─── Stored data ───
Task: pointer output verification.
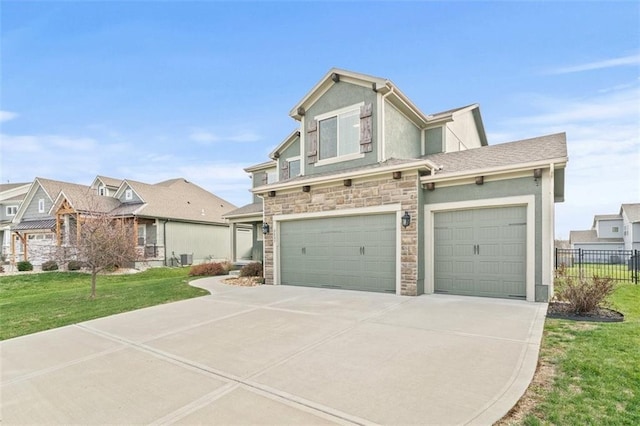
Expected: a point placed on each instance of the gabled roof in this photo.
(8, 186)
(377, 84)
(449, 115)
(49, 224)
(84, 200)
(590, 236)
(262, 166)
(632, 211)
(51, 188)
(246, 210)
(106, 181)
(550, 148)
(179, 199)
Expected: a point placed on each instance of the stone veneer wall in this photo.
(371, 192)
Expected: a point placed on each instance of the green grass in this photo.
(35, 302)
(597, 368)
(618, 272)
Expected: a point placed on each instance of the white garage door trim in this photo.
(526, 200)
(389, 208)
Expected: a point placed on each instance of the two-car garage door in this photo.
(481, 252)
(349, 252)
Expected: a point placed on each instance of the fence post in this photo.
(636, 266)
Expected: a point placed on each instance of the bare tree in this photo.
(105, 241)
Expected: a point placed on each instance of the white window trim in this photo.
(528, 201)
(289, 160)
(335, 113)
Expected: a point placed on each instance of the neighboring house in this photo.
(372, 194)
(611, 231)
(249, 217)
(171, 219)
(11, 196)
(631, 225)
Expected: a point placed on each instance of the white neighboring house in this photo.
(11, 196)
(610, 232)
(630, 214)
(605, 234)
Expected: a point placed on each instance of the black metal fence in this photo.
(620, 265)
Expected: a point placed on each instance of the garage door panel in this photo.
(482, 252)
(352, 252)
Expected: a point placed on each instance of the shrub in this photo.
(584, 295)
(25, 265)
(209, 269)
(74, 265)
(251, 270)
(50, 265)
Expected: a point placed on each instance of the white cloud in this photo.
(207, 137)
(603, 142)
(203, 136)
(607, 63)
(7, 115)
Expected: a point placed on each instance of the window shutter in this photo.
(312, 142)
(284, 170)
(366, 120)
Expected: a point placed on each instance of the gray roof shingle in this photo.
(507, 154)
(632, 211)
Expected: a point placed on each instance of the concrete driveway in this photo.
(279, 355)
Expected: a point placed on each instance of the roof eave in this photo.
(416, 165)
(489, 171)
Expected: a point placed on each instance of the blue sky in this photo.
(152, 90)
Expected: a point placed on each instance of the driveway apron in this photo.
(279, 355)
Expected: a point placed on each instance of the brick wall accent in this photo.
(375, 191)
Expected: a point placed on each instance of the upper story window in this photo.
(272, 176)
(339, 133)
(294, 167)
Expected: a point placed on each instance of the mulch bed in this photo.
(243, 281)
(561, 310)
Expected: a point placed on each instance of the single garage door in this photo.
(351, 252)
(481, 252)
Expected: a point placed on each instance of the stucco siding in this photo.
(462, 133)
(205, 242)
(402, 137)
(32, 212)
(342, 95)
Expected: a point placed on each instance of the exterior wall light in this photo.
(406, 219)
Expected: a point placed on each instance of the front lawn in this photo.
(589, 373)
(36, 302)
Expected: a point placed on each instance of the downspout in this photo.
(164, 240)
(382, 146)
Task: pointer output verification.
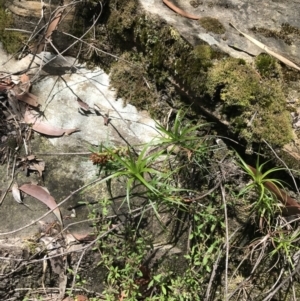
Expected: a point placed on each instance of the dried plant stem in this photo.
(227, 242)
(289, 171)
(12, 179)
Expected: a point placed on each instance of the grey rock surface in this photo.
(266, 21)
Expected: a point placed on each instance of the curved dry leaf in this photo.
(16, 193)
(40, 194)
(83, 105)
(266, 49)
(28, 98)
(24, 78)
(44, 128)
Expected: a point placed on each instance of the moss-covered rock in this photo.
(255, 108)
(267, 66)
(11, 40)
(212, 25)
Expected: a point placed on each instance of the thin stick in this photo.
(50, 211)
(12, 179)
(289, 171)
(227, 242)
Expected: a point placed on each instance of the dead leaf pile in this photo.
(14, 97)
(45, 128)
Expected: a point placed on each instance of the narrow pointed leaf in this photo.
(42, 195)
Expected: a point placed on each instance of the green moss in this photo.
(11, 40)
(267, 66)
(285, 33)
(234, 82)
(255, 108)
(153, 54)
(212, 25)
(193, 66)
(121, 20)
(131, 81)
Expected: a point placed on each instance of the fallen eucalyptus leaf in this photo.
(44, 128)
(16, 193)
(40, 194)
(266, 49)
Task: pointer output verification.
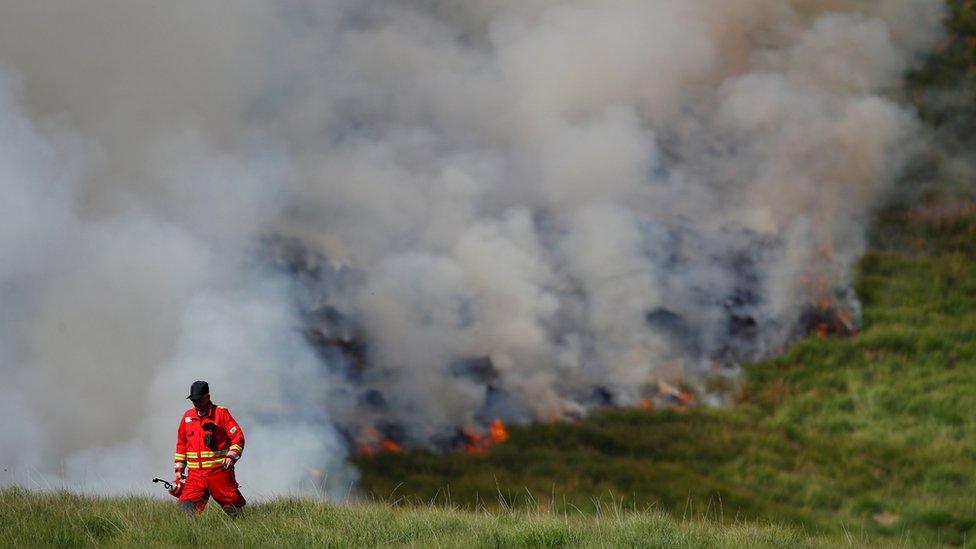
───
## [What you will do]
Leaving the images out, return every record exactly.

## [Solution to the problem]
Task: pointer output verification.
Expected: a point placed on each instance of the gabled roof in this photo.
(8, 186)
(377, 84)
(449, 115)
(49, 224)
(84, 200)
(590, 236)
(262, 166)
(632, 211)
(51, 188)
(246, 210)
(106, 181)
(550, 148)
(179, 199)
Expected: a point placed on each instance of the stone veneer wall in this photo.
(371, 192)
Expected: a point placed on each instance of the green grass in this photo.
(35, 302)
(597, 368)
(618, 272)
Expected: a point placed on each instance of the white garage door trim in this photo.
(526, 200)
(389, 208)
Expected: a point placed on each instance of the two-car garage door in this photo.
(481, 252)
(349, 252)
Expected: a point placed on each instance of the fence post in this photo.
(636, 266)
Expected: a point placed on each instance of the bare tree in this photo.
(105, 241)
Expected: a point placed on each instance of the white window trim in this photo.
(528, 201)
(289, 160)
(335, 113)
Expected: a point placed on each instance of the neighboring house in this photo.
(372, 194)
(611, 231)
(249, 217)
(171, 219)
(11, 196)
(631, 225)
Expected: a point placed on each instance of the white neighboring house in this photo.
(11, 196)
(610, 232)
(630, 214)
(605, 234)
Expected: a point placed on each instance of the black metal fence in this photo.
(620, 265)
Expected: a point placed on each instance of the garage door panel in this photo.
(482, 252)
(352, 252)
Expected: a point placed on each instance of the shrub in this photo.
(584, 295)
(25, 265)
(209, 269)
(74, 265)
(251, 270)
(50, 265)
Expected: a point placed on each instance of the white cloud in this photo.
(207, 137)
(603, 142)
(203, 136)
(607, 63)
(7, 115)
Expected: a point placed on each instance of the window shutter in this photo.
(312, 142)
(284, 170)
(366, 120)
Expected: a point placed on each instance of the gray roof shingle in this photo.
(507, 154)
(632, 211)
Expected: a point placed on each instance of the concrete driveway in this photo.
(279, 355)
Expected: a point placed on each instance of the roof eave in this photo.
(416, 165)
(489, 171)
Expected: a point placed on each instance of the blue sky in this photo.
(152, 90)
Expected: a point placed on each instance of the driveway apron in this photo.
(279, 355)
Expected: a point placed on each instance of the brick wall accent in this photo.
(375, 191)
Expected: a point placed on each instance of the upper story window in this photo.
(272, 176)
(339, 133)
(294, 167)
Expected: a point placed on each instance of the mulch bed in this photo.
(243, 281)
(561, 310)
Expected: a point placed on each instance of the single garage door in this photo.
(351, 252)
(481, 252)
Expected: a point placed on each instance of the stucco siding in this photo.
(462, 133)
(205, 242)
(402, 137)
(32, 212)
(342, 95)
Expected: a point placed on each instance of the exterior wall light in this photo.
(406, 219)
Expected: a point placed on each instance of the front lawn in this photo.
(589, 373)
(36, 302)
Expected: a point placed on each instance of the downspout in this photo.
(164, 240)
(382, 146)
Task: pointer output verification.
Expected: a point placed on each instance of the dried plant stem in this photo.
(227, 242)
(289, 171)
(12, 179)
Expected: a point placed on each instance of the grey rock surface in this photo.
(266, 21)
Expected: a point placed on each instance of the curved dry leaf in this photo.
(16, 193)
(40, 194)
(83, 105)
(266, 49)
(28, 98)
(24, 78)
(44, 128)
Expected: a point placed on each instance of the moss-covered rock in this photo.
(255, 108)
(267, 66)
(11, 40)
(212, 25)
Expected: a point placed on each instance of the thin stick in this photo.
(50, 211)
(12, 179)
(289, 171)
(227, 242)
Expected: a point placed on each instance of the dead leaf pile in this photo.
(14, 97)
(45, 128)
Expected: a point placed on each instance of the narrow pointed leaf in this photo.
(42, 195)
Expected: a point placed on each instance of the green moss in this photo.
(11, 40)
(267, 66)
(285, 33)
(234, 82)
(255, 108)
(153, 54)
(212, 25)
(193, 66)
(121, 20)
(131, 81)
Expected: a point placed on each instance of the fallen eucalyptus leaf in this photo.
(44, 128)
(16, 193)
(40, 194)
(266, 49)
Task: pointer output verification.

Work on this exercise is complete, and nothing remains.